Without changing anything, output the records below.

Data section =>

══════════════════════════════

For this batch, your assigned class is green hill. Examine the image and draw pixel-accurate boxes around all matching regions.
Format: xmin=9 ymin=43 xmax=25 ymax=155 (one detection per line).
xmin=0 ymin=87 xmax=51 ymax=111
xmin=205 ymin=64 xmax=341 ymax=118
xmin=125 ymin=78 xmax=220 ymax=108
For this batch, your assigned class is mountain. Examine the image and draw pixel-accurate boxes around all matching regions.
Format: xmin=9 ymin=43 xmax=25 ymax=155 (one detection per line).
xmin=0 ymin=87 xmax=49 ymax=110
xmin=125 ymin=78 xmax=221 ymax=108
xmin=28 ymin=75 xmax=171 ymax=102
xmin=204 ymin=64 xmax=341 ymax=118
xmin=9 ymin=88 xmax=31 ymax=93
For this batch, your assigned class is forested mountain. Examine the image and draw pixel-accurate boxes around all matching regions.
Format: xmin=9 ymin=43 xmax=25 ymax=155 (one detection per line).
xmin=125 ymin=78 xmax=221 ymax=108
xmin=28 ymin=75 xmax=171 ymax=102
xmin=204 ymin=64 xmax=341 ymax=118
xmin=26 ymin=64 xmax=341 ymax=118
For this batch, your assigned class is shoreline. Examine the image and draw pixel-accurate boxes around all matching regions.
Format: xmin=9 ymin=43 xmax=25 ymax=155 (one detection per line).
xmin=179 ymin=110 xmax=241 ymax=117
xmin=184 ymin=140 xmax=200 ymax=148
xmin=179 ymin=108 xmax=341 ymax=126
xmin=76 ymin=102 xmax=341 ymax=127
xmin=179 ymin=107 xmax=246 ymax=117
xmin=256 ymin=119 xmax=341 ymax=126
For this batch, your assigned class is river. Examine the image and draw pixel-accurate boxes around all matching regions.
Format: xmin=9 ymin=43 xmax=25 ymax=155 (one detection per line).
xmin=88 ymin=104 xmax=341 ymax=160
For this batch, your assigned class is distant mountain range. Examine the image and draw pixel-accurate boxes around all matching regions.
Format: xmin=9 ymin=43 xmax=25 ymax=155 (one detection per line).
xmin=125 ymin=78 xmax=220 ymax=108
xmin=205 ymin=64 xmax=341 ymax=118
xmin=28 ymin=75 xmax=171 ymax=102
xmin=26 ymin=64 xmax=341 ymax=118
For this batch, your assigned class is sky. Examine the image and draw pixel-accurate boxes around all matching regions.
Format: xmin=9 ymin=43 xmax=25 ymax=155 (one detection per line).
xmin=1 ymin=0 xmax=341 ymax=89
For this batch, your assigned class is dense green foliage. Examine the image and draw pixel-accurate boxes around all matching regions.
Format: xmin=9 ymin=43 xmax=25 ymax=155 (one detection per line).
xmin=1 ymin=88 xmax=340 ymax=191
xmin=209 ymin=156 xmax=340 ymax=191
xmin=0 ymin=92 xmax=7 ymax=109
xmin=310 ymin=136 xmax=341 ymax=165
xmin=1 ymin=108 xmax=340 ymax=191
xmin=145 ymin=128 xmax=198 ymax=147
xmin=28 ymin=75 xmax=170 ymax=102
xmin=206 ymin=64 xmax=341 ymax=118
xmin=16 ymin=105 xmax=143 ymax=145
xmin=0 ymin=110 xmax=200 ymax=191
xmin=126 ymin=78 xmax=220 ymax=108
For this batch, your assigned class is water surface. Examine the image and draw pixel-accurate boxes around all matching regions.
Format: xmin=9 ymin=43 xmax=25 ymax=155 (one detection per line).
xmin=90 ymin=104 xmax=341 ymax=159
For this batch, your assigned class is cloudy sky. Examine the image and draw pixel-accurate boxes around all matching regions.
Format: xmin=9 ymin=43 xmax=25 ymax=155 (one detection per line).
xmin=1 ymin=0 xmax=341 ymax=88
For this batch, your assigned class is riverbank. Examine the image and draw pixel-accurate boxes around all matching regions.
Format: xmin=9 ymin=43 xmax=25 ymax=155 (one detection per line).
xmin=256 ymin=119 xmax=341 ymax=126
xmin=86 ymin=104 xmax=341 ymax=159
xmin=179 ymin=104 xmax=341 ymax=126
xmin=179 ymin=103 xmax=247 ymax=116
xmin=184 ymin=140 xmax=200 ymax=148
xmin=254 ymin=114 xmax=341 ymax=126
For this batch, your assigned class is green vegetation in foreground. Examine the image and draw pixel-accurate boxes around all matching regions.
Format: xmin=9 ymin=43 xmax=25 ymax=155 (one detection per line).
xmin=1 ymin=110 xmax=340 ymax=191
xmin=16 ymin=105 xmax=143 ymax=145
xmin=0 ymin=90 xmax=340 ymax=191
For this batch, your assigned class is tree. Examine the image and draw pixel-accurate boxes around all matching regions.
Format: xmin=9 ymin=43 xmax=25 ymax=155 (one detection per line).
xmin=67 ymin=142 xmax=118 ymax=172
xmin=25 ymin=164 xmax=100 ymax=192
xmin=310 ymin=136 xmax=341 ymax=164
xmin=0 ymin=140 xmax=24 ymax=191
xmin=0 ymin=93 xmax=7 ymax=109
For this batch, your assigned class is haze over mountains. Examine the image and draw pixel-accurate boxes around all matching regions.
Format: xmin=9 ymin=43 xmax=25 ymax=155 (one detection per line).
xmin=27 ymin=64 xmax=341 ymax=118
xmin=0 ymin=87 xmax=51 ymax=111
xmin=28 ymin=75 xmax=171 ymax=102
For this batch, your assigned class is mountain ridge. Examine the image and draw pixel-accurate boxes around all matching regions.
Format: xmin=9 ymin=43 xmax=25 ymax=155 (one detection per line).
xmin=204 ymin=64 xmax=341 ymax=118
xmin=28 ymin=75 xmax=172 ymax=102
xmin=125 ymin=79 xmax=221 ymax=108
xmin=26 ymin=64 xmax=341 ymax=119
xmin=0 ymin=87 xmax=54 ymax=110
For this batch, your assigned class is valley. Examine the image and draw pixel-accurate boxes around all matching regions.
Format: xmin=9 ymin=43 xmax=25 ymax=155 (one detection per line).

══════════════════════════════

Finished exercise =>
For this batch, your assigned class is green hill. Examine the image and draw pixel-accurate boxes around all matching regions.
Format: xmin=9 ymin=43 xmax=25 ymax=155 (one detection per line).
xmin=0 ymin=87 xmax=51 ymax=111
xmin=205 ymin=64 xmax=341 ymax=118
xmin=125 ymin=78 xmax=220 ymax=108
For this batch, your assigned class is mountain. Examine the image and draw pixel-accurate boxes around all matching regions.
Format: xmin=9 ymin=43 xmax=25 ymax=155 (one detection per line).
xmin=0 ymin=87 xmax=49 ymax=110
xmin=125 ymin=78 xmax=221 ymax=108
xmin=28 ymin=75 xmax=171 ymax=102
xmin=204 ymin=64 xmax=341 ymax=118
xmin=9 ymin=88 xmax=31 ymax=93
For this batch, your assigned class is forested mountain. Examine the image and draw pixel-accurate boxes around all matching regions.
Format: xmin=9 ymin=43 xmax=25 ymax=155 (one detection per line).
xmin=125 ymin=78 xmax=221 ymax=108
xmin=28 ymin=75 xmax=171 ymax=102
xmin=204 ymin=64 xmax=341 ymax=118
xmin=26 ymin=64 xmax=341 ymax=118
For this batch, your assigned class is shoreline. Examine the image and draw pixel-accurate boxes around all matching regions.
Format: xmin=9 ymin=43 xmax=25 ymax=155 (one detection per line).
xmin=179 ymin=110 xmax=241 ymax=117
xmin=184 ymin=140 xmax=200 ymax=148
xmin=179 ymin=108 xmax=341 ymax=126
xmin=76 ymin=102 xmax=341 ymax=127
xmin=179 ymin=107 xmax=246 ymax=117
xmin=256 ymin=119 xmax=341 ymax=126
For this batch, your assigned class is river. Examine the image and draw pixel-accurate boxes around all matching regions.
Format: xmin=9 ymin=43 xmax=25 ymax=155 (one detection per line).
xmin=88 ymin=104 xmax=341 ymax=160
For this batch, your assigned class is distant mountain range. Examine the image and draw pixel-accurate boxes around all matching regions.
Format: xmin=9 ymin=43 xmax=25 ymax=155 (one detection per line).
xmin=125 ymin=78 xmax=220 ymax=108
xmin=205 ymin=64 xmax=341 ymax=118
xmin=28 ymin=75 xmax=171 ymax=102
xmin=26 ymin=64 xmax=341 ymax=118
For this batch, your assigned class is sky. Examine the image and draw pixel-accurate boxes around all matching regions.
Format: xmin=9 ymin=43 xmax=25 ymax=155 (one detection per line).
xmin=1 ymin=0 xmax=341 ymax=89
For this batch, your assigned class is dense green foliage. Examine the image and draw pixel-accurate boxes around all matching regions.
Format: xmin=9 ymin=43 xmax=25 ymax=155 (one detection per line).
xmin=1 ymin=88 xmax=340 ymax=191
xmin=209 ymin=156 xmax=340 ymax=191
xmin=0 ymin=92 xmax=7 ymax=109
xmin=310 ymin=136 xmax=341 ymax=165
xmin=1 ymin=108 xmax=340 ymax=191
xmin=145 ymin=128 xmax=198 ymax=147
xmin=28 ymin=75 xmax=170 ymax=102
xmin=206 ymin=64 xmax=341 ymax=118
xmin=16 ymin=105 xmax=143 ymax=145
xmin=0 ymin=110 xmax=200 ymax=191
xmin=126 ymin=78 xmax=220 ymax=108
For this batch, your assigned class is water surface. Examine the image and draw pixel-accurate boxes around all matching regions.
Format: xmin=9 ymin=43 xmax=25 ymax=155 (one detection per line).
xmin=90 ymin=104 xmax=341 ymax=159
For this batch, your assigned class is cloudy sky. Examine the image and draw pixel-accurate boxes around all matching regions.
Format: xmin=9 ymin=43 xmax=25 ymax=155 (one detection per line).
xmin=1 ymin=0 xmax=341 ymax=88
For this batch, your assigned class is riverbank. Examine the image and draw pixel-accurate boxes around all matching regions.
Format: xmin=9 ymin=43 xmax=25 ymax=155 (one detection per line).
xmin=256 ymin=119 xmax=341 ymax=126
xmin=86 ymin=104 xmax=341 ymax=159
xmin=179 ymin=104 xmax=341 ymax=126
xmin=179 ymin=103 xmax=247 ymax=116
xmin=184 ymin=140 xmax=200 ymax=148
xmin=254 ymin=114 xmax=341 ymax=126
For this batch, your assigned class is green vegetation in foreground. Examine the image and draw pixel-accurate boxes around all matching regions.
Format: xmin=9 ymin=43 xmax=25 ymax=155 (one detection per line).
xmin=1 ymin=110 xmax=340 ymax=191
xmin=16 ymin=105 xmax=143 ymax=145
xmin=0 ymin=90 xmax=340 ymax=191
For this batch, your assigned class is tree. Examine the image and draw pixel-accurate boxes around all matching regions.
Format: xmin=9 ymin=43 xmax=25 ymax=155 (one detection per line).
xmin=67 ymin=142 xmax=118 ymax=172
xmin=25 ymin=164 xmax=100 ymax=192
xmin=310 ymin=136 xmax=341 ymax=164
xmin=0 ymin=140 xmax=24 ymax=191
xmin=0 ymin=93 xmax=7 ymax=109
For this batch, your assigned class is haze over mountains. Examine the image and draw pixel-accurate boxes around all matching regions.
Format: xmin=9 ymin=43 xmax=25 ymax=155 (one detection per line).
xmin=27 ymin=64 xmax=341 ymax=118
xmin=0 ymin=87 xmax=51 ymax=111
xmin=28 ymin=75 xmax=171 ymax=102
For this batch, your assigned class is mountain ridge. Examine the image and draw pixel-accurate boxes around all matching regions.
Format: xmin=9 ymin=43 xmax=25 ymax=155 (one detection per line).
xmin=204 ymin=64 xmax=341 ymax=118
xmin=28 ymin=75 xmax=172 ymax=102
xmin=125 ymin=79 xmax=221 ymax=108
xmin=26 ymin=64 xmax=341 ymax=119
xmin=0 ymin=87 xmax=54 ymax=110
For this batch, your assigned class is valley. Examine the image and draw pixel-accurate boxes around all matching regions.
Format: xmin=9 ymin=43 xmax=25 ymax=155 (one detection per line).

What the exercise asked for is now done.